■ Directions: Could you set down every line of the listing below word for word, changing nothing?

■ Dataset entries:
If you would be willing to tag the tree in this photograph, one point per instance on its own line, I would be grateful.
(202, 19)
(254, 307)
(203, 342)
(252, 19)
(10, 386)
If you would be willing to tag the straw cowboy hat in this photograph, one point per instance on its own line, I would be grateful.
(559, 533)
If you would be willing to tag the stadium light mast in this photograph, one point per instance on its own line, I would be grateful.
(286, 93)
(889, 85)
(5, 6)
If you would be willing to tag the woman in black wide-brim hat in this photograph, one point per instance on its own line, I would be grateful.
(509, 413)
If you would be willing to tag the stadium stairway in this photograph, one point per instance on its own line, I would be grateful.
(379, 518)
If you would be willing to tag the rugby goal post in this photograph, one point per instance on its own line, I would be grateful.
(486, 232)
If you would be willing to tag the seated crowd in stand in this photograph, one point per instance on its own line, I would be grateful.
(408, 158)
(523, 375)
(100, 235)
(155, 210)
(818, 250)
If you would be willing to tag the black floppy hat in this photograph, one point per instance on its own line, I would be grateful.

■ Final answer:
If you would be willing to tag the tree in this photograph, one point per instance on its own line, I would be grateful.
(202, 19)
(254, 307)
(203, 342)
(252, 19)
(10, 386)
If you would be willing to tag the straw cowboy hat in this photograph, one point per instance on its own line, I would be grateful.
(559, 533)
If you would be willing to tag the stadium light mast in this photograph, one point per instance on its own line, I would be grateful.
(286, 93)
(889, 85)
(5, 6)
If you would be willing to tag the woman in black wide-brim hat in this photograph, one point per instance on its own line, I would be grateful.
(509, 413)
If you would be willing to tag the stadium stairway in this photograph, one point per instance on its own line, I would be grateful.
(379, 518)
If you would be willing to tag the rugby goal post in this photograph, one point per instance on its own line, I would be grateful.
(486, 232)
If you would be willing to tag the seated crowd in stand in this photograph, one point per instance on its own line, I would be grateful.
(408, 158)
(523, 375)
(100, 235)
(155, 210)
(818, 250)
If you would be willing to tag the black floppy hat in this photograph, one point per instance on its own line, I would be grateful.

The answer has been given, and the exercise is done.